Not sure about incorporating a winch into the cart... i think you'd have to over-engineer the cart to accommodate the force of the winch.  I think you're better off incorporating winch onto the front of the tractor or use a hitch mount and just disconnect the cart when needed.


----------



## holland_patrick (Apr 12, 2011)

I'm rebuilding onw right now but man if i wasn't this is what i would get

http://www.tractorsupply.com/lawn-g...railer-1-500-lb-capacity-3599561#BVRRWidgetID


----------



## festerw (Apr 12, 2011)

http://www.harborfreight.com/1090-l...-12-inch-four-lug-wheels-and-tires-90153.html

Can't beat the price and if you have a store nearby pull one of the 20% coupon deals and get it cheaper.


----------



## xman23 (Apr 13, 2011)

Ohio, is your poly trailer this one below from Ohio steel? I took a look at it and it didn't seam bad. I reinforce the weak parts before it gets torn up. I had plans to add gussets from the box to the frame of the wheels. Maybe I would add a floor liner. You can never tell with plastics they become UV damaged and get brittle. I don't store plastics where they are exposed to sunlight 

http://www.tractorsupply.com/ohio-steel-professional-grade-12-5-cu-ft-swivel-dump-cart-1027885


----------



## mayhem (Apr 13, 2011)

Check your local craigslist, I see garden tracot carts on there all the time, might find exactly what you need for a good price.

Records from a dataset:
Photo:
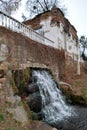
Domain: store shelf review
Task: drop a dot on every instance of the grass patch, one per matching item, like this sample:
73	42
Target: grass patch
1	117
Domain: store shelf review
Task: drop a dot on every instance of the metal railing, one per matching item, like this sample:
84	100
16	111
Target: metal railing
14	25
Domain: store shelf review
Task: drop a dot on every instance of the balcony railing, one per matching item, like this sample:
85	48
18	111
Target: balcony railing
14	25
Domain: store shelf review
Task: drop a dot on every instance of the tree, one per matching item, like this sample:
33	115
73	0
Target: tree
36	7
9	6
83	42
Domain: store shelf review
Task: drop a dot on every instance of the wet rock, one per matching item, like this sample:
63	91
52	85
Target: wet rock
38	125
31	88
18	113
34	101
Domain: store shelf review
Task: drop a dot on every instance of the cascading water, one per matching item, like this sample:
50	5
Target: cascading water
54	107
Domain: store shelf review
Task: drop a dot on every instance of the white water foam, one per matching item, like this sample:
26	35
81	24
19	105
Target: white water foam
54	107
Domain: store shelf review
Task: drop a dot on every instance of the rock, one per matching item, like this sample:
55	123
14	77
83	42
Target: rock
14	100
38	125
31	88
18	113
34	101
0	86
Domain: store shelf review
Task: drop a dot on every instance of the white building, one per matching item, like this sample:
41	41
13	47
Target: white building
53	25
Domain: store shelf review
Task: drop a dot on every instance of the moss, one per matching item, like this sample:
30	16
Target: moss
21	78
84	94
34	116
1	117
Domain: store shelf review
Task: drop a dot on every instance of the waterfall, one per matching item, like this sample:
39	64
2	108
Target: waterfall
54	107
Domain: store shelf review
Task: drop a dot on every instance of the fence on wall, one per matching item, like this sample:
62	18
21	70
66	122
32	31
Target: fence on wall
16	26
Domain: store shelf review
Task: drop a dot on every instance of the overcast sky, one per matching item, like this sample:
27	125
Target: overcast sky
76	13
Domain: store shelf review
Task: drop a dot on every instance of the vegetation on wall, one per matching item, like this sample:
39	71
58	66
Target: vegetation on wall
21	78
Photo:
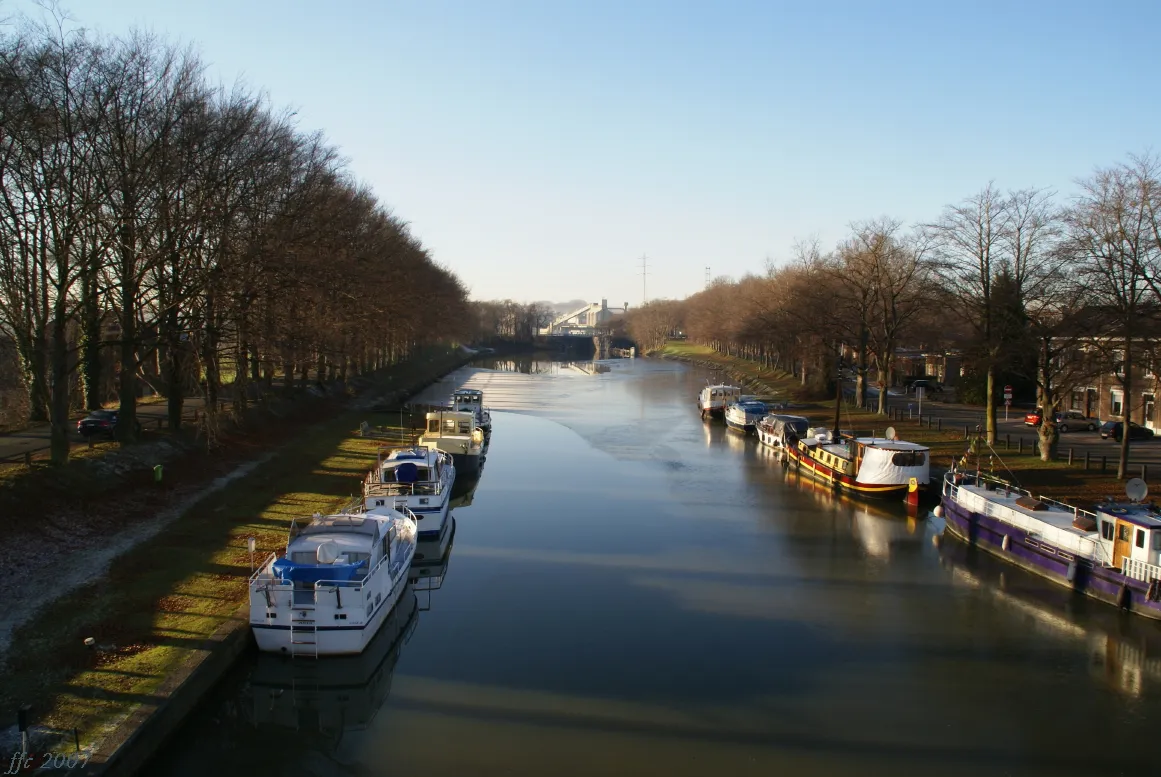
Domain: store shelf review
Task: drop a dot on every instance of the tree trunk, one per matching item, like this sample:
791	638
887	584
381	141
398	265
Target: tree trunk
1126	411
37	379
59	404
91	344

- SET EXERCISE 1 -
Answer these questions about the cart thread:
(a) Where does the first post suggest putting the winch instead of on the cart?
(b) What percentage coupon deal does festerw mention?
(c) According to xman23, what happens to plastics?
- SET EXERCISE 2 -
How many lines of the records contain the string "rock"? Case counts; reply with the number only.

- WRITTEN REPLY 1 -
(a) On the front of the tractor, or on a hitch mount.
(b) 20%.
(c) They become UV damaged and get brittle.

- WRITTEN REPLY 2 -
4